Please copy out the entire statement on the "Fit for 55" package word for word.

#### Excerpted text

----------------------------------------

- Fit for 55 (FF55) policies should support future industry investments in new aircraft technologies and SAFs – two key tools to decarbonise aviation by 2050.
- Unilateral and double pricing of CO2 under several market-based mechanisms is economically and ecologically counter-productive and could distort competition within the EU and globally.
- The sector’s Destination 2050 decarbonisation roadmap shows alignment with EU climate goals without the need for further cost increases.
- Carbon leakage and competitive distortion within and outside Europe will need to be mitigated.
Brussels, 14 July 2021 –The European Commission’s “Fit for 55” package published today includes several proposals that will significantly impact European airlines in the years to come. For aviation, future European policies are crucial to ensure investment in new fleets, Sustainable Aviation Fuels (SAFs), and new technologies — such as electric and hydrogen aircraft, and to achieve more efficient air traffic management via an updated Single European Sky. Europe’s airlines have ambitious targets in line with the COP21 Paris Agreement. The sector is committed to accelerating its emissions reductions to reach net zero CO2 emissions by 2050 for all flights within and departing Europe and to significantly reduce emissions by 2030 as per the sector’s Destination 2050 roadmap. Aviation is responsible for around 3% of global emissions.

----------------------------------------

Object grounding data in natural language
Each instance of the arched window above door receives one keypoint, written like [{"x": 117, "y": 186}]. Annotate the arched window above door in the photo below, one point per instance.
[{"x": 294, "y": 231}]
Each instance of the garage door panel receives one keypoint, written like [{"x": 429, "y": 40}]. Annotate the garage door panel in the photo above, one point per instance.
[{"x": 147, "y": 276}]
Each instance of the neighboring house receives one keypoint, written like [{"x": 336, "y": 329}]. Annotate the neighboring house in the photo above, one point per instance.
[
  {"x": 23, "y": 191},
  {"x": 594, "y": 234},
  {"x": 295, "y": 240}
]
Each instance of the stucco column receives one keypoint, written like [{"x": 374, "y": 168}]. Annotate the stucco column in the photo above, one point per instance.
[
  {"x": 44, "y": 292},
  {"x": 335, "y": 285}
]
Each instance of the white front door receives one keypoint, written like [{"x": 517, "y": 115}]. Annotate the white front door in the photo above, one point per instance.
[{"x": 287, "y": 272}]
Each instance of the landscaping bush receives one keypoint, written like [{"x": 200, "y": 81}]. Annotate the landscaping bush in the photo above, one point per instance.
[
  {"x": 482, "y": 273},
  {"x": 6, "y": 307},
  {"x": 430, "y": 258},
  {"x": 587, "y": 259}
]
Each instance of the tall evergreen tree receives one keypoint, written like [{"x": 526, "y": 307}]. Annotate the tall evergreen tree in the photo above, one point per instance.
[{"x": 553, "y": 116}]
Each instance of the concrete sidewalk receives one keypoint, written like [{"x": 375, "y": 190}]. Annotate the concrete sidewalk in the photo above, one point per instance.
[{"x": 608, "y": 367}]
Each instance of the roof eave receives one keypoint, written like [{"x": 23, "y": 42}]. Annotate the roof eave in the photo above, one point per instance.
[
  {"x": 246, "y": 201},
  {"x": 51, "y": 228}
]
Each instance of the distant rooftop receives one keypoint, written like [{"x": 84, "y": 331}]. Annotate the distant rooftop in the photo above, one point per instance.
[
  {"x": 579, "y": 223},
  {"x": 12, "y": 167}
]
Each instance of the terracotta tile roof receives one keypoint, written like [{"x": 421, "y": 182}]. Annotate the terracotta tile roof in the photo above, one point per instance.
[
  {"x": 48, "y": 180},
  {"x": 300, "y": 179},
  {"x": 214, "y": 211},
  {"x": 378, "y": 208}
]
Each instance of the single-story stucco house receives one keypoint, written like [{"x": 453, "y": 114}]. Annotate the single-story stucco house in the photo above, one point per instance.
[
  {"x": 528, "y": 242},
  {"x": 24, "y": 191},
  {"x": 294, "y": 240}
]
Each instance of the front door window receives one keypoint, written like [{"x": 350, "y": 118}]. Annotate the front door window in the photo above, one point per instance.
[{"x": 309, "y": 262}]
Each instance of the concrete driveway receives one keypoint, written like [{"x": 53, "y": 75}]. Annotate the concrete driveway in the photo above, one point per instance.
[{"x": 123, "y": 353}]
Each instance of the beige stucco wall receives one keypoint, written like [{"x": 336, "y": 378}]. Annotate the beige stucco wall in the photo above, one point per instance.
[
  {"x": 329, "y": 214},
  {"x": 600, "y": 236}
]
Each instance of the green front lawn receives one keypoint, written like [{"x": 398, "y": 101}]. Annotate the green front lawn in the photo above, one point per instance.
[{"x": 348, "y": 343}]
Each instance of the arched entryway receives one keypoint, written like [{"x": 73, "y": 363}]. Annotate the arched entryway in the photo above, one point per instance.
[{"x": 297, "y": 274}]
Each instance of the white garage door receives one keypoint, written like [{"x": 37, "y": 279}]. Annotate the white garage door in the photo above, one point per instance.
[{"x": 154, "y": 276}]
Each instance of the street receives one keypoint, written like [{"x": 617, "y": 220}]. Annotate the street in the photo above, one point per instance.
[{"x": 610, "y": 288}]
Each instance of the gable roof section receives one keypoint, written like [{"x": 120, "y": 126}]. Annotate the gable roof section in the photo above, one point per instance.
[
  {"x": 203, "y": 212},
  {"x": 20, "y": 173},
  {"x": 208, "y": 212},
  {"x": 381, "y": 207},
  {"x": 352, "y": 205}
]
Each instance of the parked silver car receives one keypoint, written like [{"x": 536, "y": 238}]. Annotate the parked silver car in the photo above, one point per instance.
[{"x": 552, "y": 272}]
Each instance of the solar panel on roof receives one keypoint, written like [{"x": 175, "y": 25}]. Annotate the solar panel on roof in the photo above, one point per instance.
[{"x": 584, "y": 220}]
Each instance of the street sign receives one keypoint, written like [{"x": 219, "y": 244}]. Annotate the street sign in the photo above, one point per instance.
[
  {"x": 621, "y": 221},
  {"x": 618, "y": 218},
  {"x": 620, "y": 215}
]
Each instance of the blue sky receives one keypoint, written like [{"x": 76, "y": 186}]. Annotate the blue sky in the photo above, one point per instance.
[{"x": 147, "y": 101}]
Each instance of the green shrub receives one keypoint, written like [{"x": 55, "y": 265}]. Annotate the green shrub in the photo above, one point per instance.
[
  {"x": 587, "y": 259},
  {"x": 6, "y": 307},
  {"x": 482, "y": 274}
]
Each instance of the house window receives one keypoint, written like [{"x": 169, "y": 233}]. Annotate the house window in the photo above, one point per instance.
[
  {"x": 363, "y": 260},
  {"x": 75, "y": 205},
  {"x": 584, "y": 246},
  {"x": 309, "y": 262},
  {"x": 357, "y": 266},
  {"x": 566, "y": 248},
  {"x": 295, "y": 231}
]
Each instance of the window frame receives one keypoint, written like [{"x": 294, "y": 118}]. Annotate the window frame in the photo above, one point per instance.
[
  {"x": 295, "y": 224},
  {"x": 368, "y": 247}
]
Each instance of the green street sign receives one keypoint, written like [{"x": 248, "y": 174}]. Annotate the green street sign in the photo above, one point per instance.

----------------------------------------

#### Exercise result
- Fit for 55 (FF55) policies should support future industry investments in new aircraft technologies and SAFs – two key tools to decarbonise aviation by 2050.
- Unilateral and double pricing of CO2 under several market-based mechanisms is economically and ecologically counter-productive and could distort competition within the EU and globally.
- The sector’s Destination 2050 decarbonisation roadmap shows alignment with EU climate goals without the need for further cost increases.
- Carbon leakage and competitive distortion within and outside Europe will need to be mitigated.
Brussels, 14 July 2021 –The European Commission’s “Fit for 55” package published today includes several proposals that will significantly impact European airlines in the years to come. For aviation, future European policies are crucial to ensure investment in new fleets, Sustainable Aviation Fuels (SAFs), and new technologies — such as electric and hydrogen aircraft, and to achieve more efficient air traffic management via an updated Single European Sky. Europe’s airlines have ambitious targets in line with the COP21 Paris Agreement. The sector is committed to accelerating its emissions reductions to reach net zero CO2 emissions by 2050 for all flights within and departing Europe and to significantly reduce emissions by 2030 as per the sector’s Destination 2050 roadmap. Aviation is responsible for around 3% of global emissions.